## Texto do documento
Sendo uma string uma sequência de carácteres guardados em posições de memória consecutivas, ``não é preciso ser engenheiro'' para reconhecer que uma string pode ser acedida usando o endereço do seu primeiro carácter. Assim, por exemplo:

   char *msg = ``Hello World!!!\n'';
   printf(``%s'', msg);
gera a mensagem que seria de esperar.

De facto, conhecer o primeiro carácter duma string não é suficiente para especificar a string: qualquer prefixo dessa string tem o mesmo primeiro carácter. A convenção que se usa em C é a seguinte: o último carácter duma string é o carácter cujo código é 0x00 (lembre-se que o tipo char usa apenas um ``baite'') e que se costuma designar por end of string character.

Remover o carácter 0x00 do fim duma string pode conduzir a resultados inesperados, o menos inócuo dos quais será um core dump durante a fase de teste.

Strings e vectores de carácteres

A relação entre strings e vectores de carácteres parece também ser óbvia: ambos podem ser identificados usando os endereços dos seus primeiros elementos.

No entanto a relação entre strings e vectores de carácteres é bem mais subtil do que a observação acima deixa transparecer. Por exemplo:

   char buf[BUF_SIZE];
   buf = ``Hello World!\n''
não é legal, embora os tipos dos 2 lados da atribuição sejam compatíveis. O problema aqui foi já mencionado acima: buf é um endereço, ou melhor, uma constante, não uma variável, pelo que não pode ser modificado.

No entanto, o seguinte segmento já é válido:

   char buf[BUF_SIZE] = ``Hello World!\n'';
Neste caso, o que se passa é que os primeiros elementos do vector buf são inicializados com os carácteres da string ``Hello World!\\n'' (carácter end-of-string incluído).

Mas a única maneira de inicializar um vector de carácteres é quando da sua declaração? A resposta é não, como ilustra o seguinte exemplo:

   char buf[BUF_SIZE];
   strcpy(buf, ``Hello World!\n'');
Neste caso usa-se a função:
   char *strcpy(char *dest, const char *src)

## Exercício A
No texto sobre strings em C, liste todas as linhas de código que contêm a string Hello World, copiando cada uma delas.
## Exercício B
Repita, sem alterações, o trecho do texto sobre strings em C que começa em "No entanto, o" e segue até "const char *src)".

(Excertos de conjuntos de dados de apontamento)

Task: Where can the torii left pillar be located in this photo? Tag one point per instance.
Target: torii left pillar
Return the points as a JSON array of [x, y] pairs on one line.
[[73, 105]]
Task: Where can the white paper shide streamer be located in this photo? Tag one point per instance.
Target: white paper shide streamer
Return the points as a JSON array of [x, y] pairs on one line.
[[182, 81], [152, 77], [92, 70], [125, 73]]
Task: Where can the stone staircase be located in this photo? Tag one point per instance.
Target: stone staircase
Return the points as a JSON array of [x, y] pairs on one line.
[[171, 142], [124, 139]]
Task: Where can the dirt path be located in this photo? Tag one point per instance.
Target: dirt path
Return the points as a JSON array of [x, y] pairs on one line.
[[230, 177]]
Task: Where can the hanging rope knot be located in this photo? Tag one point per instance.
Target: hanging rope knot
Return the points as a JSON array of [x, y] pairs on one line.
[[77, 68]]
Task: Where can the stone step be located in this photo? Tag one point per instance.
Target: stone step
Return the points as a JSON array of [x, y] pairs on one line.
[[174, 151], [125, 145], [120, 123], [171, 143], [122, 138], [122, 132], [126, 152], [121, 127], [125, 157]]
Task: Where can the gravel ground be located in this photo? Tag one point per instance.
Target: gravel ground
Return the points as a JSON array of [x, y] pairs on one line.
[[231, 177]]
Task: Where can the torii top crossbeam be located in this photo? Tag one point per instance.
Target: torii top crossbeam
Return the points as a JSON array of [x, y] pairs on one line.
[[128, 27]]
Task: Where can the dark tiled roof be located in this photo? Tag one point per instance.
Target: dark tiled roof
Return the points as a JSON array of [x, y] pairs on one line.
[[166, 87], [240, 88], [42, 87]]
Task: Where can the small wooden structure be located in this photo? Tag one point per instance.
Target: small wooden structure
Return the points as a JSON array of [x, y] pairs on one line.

## Resposta A
char *msg = ``Hello World!!!\n'';
buf = ``Hello World!\n''
char buf[BUF_SIZE] = ``Hello World!\n'';
strcpy(buf, ``Hello World!\n'');

## Resposta B
No entanto, o seguinte segmento já é válido:

   char buf[BUF_SIZE] = ``Hello World!\n'';
Neste caso, o que se passa é que os primeiros elementos do vector buf são inicializados com os carácteres da string ``Hello World!\\n'' (carácter end-of-string incluído).

Mas a única maneira de inicializar um vector de carácteres é quando da sua declaração? A resposta é não, como ilustra o seguinte exemplo:

   char buf[BUF_SIZE];
   strcpy(buf, ``Hello World!\n'');
Neste caso usa-se a função:
   char *strcpy(char *dest, const char *src)